→ DATA LISTING:
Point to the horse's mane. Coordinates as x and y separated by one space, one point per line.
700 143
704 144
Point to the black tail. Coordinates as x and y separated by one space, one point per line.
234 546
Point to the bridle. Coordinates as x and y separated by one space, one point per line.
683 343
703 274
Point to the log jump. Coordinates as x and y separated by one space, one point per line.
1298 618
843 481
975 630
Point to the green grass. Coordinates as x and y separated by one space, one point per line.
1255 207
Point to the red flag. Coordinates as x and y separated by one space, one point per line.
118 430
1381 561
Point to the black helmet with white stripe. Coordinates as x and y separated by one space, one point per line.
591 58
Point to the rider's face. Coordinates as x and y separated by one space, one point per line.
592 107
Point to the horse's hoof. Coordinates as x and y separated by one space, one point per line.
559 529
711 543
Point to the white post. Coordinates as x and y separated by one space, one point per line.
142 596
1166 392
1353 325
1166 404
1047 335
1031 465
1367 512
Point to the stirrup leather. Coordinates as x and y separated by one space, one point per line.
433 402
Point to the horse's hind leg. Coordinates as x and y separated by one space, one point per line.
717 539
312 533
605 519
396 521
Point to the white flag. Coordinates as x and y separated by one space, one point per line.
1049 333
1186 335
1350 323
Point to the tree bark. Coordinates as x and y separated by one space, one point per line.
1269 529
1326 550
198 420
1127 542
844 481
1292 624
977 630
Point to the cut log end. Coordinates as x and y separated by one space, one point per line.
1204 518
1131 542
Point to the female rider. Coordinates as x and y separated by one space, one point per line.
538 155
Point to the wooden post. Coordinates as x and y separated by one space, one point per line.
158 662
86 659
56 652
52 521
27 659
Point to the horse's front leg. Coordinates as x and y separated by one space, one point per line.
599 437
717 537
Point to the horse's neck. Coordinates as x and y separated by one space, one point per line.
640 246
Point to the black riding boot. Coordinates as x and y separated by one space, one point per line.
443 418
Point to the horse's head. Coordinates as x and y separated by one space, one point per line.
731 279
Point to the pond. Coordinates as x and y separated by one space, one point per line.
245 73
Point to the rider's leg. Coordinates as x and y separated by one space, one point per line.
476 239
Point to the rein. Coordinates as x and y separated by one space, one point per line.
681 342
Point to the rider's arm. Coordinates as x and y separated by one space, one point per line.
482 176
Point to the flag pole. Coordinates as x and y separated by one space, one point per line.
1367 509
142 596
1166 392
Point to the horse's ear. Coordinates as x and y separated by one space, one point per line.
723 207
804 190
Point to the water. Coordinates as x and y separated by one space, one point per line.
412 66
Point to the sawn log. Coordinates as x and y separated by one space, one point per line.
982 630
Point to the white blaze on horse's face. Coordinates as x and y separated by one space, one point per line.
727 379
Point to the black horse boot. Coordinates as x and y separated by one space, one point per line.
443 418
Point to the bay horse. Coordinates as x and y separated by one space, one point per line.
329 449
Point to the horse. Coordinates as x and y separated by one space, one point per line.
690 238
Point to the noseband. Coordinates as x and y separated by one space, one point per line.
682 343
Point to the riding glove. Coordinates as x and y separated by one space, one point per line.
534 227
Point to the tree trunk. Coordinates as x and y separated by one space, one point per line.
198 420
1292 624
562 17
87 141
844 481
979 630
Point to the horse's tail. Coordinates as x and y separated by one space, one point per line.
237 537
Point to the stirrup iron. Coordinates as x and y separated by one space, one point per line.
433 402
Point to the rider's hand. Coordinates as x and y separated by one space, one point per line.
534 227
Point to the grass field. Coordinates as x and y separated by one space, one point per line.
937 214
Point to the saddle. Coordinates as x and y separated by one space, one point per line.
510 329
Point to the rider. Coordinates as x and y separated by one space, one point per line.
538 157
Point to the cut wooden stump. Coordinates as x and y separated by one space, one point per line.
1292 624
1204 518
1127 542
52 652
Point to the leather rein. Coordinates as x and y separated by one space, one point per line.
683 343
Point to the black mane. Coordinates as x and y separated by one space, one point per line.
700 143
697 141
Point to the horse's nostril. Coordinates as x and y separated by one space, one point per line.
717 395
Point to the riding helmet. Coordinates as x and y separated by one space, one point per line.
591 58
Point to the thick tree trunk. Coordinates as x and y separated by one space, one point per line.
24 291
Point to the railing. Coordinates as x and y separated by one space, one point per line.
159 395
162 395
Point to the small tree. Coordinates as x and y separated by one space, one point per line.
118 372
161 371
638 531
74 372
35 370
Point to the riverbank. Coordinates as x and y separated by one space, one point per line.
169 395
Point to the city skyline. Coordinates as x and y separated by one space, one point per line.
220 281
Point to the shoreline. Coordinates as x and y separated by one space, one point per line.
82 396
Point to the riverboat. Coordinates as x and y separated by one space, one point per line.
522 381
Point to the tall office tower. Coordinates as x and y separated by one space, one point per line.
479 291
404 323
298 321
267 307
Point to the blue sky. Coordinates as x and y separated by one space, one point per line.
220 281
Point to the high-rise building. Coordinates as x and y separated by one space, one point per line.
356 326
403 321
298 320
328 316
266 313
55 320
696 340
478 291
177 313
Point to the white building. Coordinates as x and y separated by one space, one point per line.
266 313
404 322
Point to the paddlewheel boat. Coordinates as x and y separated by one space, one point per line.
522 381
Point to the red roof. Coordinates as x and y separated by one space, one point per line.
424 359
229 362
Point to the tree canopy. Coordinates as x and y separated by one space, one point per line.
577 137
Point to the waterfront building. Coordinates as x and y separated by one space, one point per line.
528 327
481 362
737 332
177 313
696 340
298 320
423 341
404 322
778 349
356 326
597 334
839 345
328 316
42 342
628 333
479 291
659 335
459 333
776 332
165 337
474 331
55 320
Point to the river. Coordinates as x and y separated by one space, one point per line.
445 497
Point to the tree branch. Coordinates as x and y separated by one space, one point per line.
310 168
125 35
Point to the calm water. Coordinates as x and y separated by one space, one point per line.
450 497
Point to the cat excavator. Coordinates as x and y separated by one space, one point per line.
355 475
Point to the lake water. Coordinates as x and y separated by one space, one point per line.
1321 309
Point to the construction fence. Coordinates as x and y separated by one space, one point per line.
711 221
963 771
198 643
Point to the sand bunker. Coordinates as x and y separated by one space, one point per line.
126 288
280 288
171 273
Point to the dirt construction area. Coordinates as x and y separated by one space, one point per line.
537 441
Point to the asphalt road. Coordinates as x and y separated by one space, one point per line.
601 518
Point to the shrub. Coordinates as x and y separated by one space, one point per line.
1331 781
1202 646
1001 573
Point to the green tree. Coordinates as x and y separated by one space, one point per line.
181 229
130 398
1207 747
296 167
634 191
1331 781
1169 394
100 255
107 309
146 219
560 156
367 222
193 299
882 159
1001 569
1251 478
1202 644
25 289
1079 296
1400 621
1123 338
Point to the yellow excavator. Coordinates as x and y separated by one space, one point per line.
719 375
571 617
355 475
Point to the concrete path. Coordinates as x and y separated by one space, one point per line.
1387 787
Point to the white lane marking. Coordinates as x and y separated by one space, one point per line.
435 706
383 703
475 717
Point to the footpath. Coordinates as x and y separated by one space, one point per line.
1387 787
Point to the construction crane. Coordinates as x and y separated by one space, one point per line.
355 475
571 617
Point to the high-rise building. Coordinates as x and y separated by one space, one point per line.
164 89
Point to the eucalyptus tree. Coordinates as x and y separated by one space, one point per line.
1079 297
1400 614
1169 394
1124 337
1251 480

→ REQUIREMENT: Each entry above needs to be returned exactly as written.

→ RESPONSE AREA:
Point to the horse's mane. Coordinates as x and y separated by one space, one point per line.
700 143
704 144
Point to the black tail. Coordinates as x and y separated by one space, one point per line.
234 546
Point to the bridle. Coordinates as x and y separated by one space, one point per line.
683 343
703 274
Point to the log jump. Coordinates as x and y separated by one space, one point per line.
1298 618
843 481
975 630
Point to the green grass. Coordinates as x and y separated by one space, one point per line.
1255 207
Point to the red flag. Coordinates as x and y separated by one space, one point per line.
118 430
1381 561
Point to the black helmet with white stripe. Coordinates as x and y separated by one space, one point per line.
591 58
Point to the rider's face. Coordinates as x and y separated by one space, one point per line.
592 107
Point to the horse's hoof. Coordinates as x and y separated by one space, one point per line.
559 529
711 543
Point to the white post. Coordinates as x and y separated by one space, one point per line.
142 596
1166 392
1353 325
1166 404
1047 335
1031 465
1367 512
Point to the stirrup leather. Coordinates as x and y separated by one space, one point per line.
433 402
Point to the horse's hind leg. Coordinates as x and y separated by one space, one point per line.
717 539
312 533
605 519
396 521
Point to the white flag. Coordinates as x and y separated by one space, one point per line.
1049 333
1186 335
1350 323
Point to the tree bark. Coordinates as x and y separated by one space, one point per line.
1269 529
1326 550
198 420
1127 542
844 481
1292 624
977 630
Point to the cut log end. Coordinates as x and y separated by one space, one point per line.
1204 518
1131 542
Point to the female rider. Coordinates as x and y separated by one space, one point per line.
538 155
Point to the wooden post. Coordinates as x and y separated by one space, one point per line.
158 662
86 659
56 652
52 521
27 659
Point to the horse's front leg. Coordinates as x and y separated by one space, one point per line.
599 437
717 537
Point to the horse's neck. Coordinates as x and y separated by one space, one point per line.
640 246
Point to the black riding boot. Coordinates as x and y separated by one space, one point per line.
443 418
Point to the horse's head. Coordinates as x and y separated by one space, one point per line.
731 279
Point to the pond. Coordinates as x and y separated by one space, one point per line.
245 73
Point to the rider's leg. Coordinates as x and y separated by one space, one point per line.
476 239
Point to the rein. Coordinates as x and y separated by one space, one point per line.
681 342
Point to the rider's arm. Coordinates as x and y separated by one space, one point per line.
482 176
Point to the flag pole. Coordinates as x and y separated by one space, one point per line.
1367 509
142 596
1166 392
Point to the horse's ear. Coordinates as x and y separated by one space, one point per line.
723 207
804 190
Point to the water. Coordinates as x and y separated by one space, one point per line.
412 66
Point to the sawn log. Coordinates as x and y separated by one space, one point per line.
982 630
Point to the white blaze on horse's face. Coordinates as x and y separated by one space, one point per line.
727 379
Point to the black horse boot. Coordinates as x and y separated by one space, one point per line.
443 418
Point to the bay horse. Coordinates as x and y separated by one space, one point per line.
329 449
Point to the horse. Coordinates as x and y separated by one space, one point per line.
690 238
Point to the noseband. Coordinates as x and y separated by one space, one point per line.
682 343
Point to the riding glove. Coordinates as x and y separated by one space, one point per line.
534 227
Point to the tree trunk. Coordinates as x and y separated by one space, one point per line.
198 420
1292 624
562 17
87 141
844 481
979 630
Point to the horse's tail. Coordinates as x and y separated by one space, one point per line.
237 537
Point to the stirrup iron. Coordinates as x and y separated by one space, one point per line.
433 402
Point to the rider's hand. Coordinates as x and y separated by one space, one point per line.
534 227
Point to the grass field. Coordinates as x and y separated by one space, one point per line.
937 214
Point to the saddle. Coordinates as x and y separated by one space, one point per line.
510 329
Point to the rider. Coordinates as x and y separated by one space, one point per line.
538 157
Point to the cut wooden stump. Coordinates as x and y separated by one space, one point per line.
1292 624
1204 518
1127 542
52 652
Point to the leather rein. Coordinates as x and y separated by one space, one point per line.
683 343
Point to the black mane. Coordinates as x and y separated by one space, one point per line.
700 143
697 141
Point to the horse's nostril. Coordinates as x and y separated by one space, one point per line.
717 395
Point to the riding helmet. Coordinates as x and y separated by one space, one point per line.
591 58
Point to the thick tree trunk. Coordinates as x and y separated by one space, one point per line.
24 291
Point to the railing. Coordinates as x and y separated by one space, one point per line.
159 395
162 395
Point to the small tree. Coordinates as x and y separated by one space, one point per line.
118 372
161 371
638 531
74 372
35 370
Point to the riverbank. Coordinates as x and y separated by one space, one point per line.
169 395
Point to the city skyline. Coordinates as x and y separated by one space, one point per line.
220 281
Point to the shoreline. Coordinates as x and y separated by one space, one point per line.
82 396
Point to the riverboat. Coordinates as x and y separated by one space, one point per line.
522 381
Point to the tall office tower. Coordinates as x and y separated by one space, one point per line.
479 291
404 323
298 321
267 307
Point to the blue sky. Coordinates as x and y separated by one space, one point per line.
220 281
Point to the high-rise building. Coordinates as x and y separated by one space, one point per line.
356 326
403 321
298 320
328 316
266 313
55 320
696 340
478 291
177 313
Point to the white building. Coordinates as x and y separated by one space, one point per line.
266 313
404 322
Point to the paddlewheel boat. Coordinates as x and y separated by one space, one point per line.
522 381
Point to the red roof. Coordinates as x and y separated by one space, one point per line.
424 359
229 362
Point to the tree canopy. Coordinates as x and y separated by one space, one point per line.
577 137
Point to the waterfront building. Coordinates as x and y separated by one space, one point per line.
528 327
481 362
737 332
177 313
696 340
298 320
423 341
404 322
778 349
356 326
597 334
839 345
328 316
42 342
628 333
479 291
659 335
459 333
776 332
165 337
474 331
55 320
Point to the river. Coordinates as x and y separated by one space, one point per line.
445 497
Point to the tree branch. Coordinates as x and y separated by one space, one point per line.
310 168
125 35
Point to the calm water. Coordinates as x and y separated by one space, one point per line.
450 497
Point to the cat excavator. Coordinates as x and y separated by one space, one point per line.
355 475
Point to the lake water. Coordinates as x and y separated by one space, one point per line.
1321 309
Point to the construction fence. Coordinates as x and y separated by one space, one point per line.
711 221
963 771
198 643
Point to the sand bunker. Coordinates as x and y separated by one space, one point per line.
126 288
280 288
171 273
Point to the dirt construction area. Coordinates as x and y separated by one space, one point per line.
537 441
Point to the asphalt road. Coordinates as x and y separated by one space, one point per line.
601 518
Point to the shrub. Coordinates as x and y separated by one space, one point per line.
1331 781
1202 646
1001 573
Point to the green tree. Coordinates as x and y separated by one space, one point per line.
181 229
130 398
1207 747
296 167
634 191
1331 781
1169 394
100 255
107 309
146 219
560 156
367 222
193 299
882 159
1001 569
1251 478
1202 644
25 289
1079 296
1400 621
1123 338
Point to the yellow excavator. Coordinates as x and y separated by one space, one point per line.
719 375
571 617
355 475
Point to the concrete path. Coordinates as x and y separated by one space, one point per line.
1387 787
Point to the white lane marking. Coordinates as x and y separated by one space, one point per line.
435 706
383 703
475 717
Point to the footpath. Coordinates as x and y separated by one space, one point per line.
1387 787
Point to the construction crane. Coordinates as x and y separated by one space, one point per line.
355 475
571 617
Point to the high-rise building. Coordinates as x and y separated by one space, one point per line.
164 89
Point to the eucalyptus tree. Coordinates as x and y separated by one space, one point per line.
1079 297
1400 614
1169 394
1124 337
1251 480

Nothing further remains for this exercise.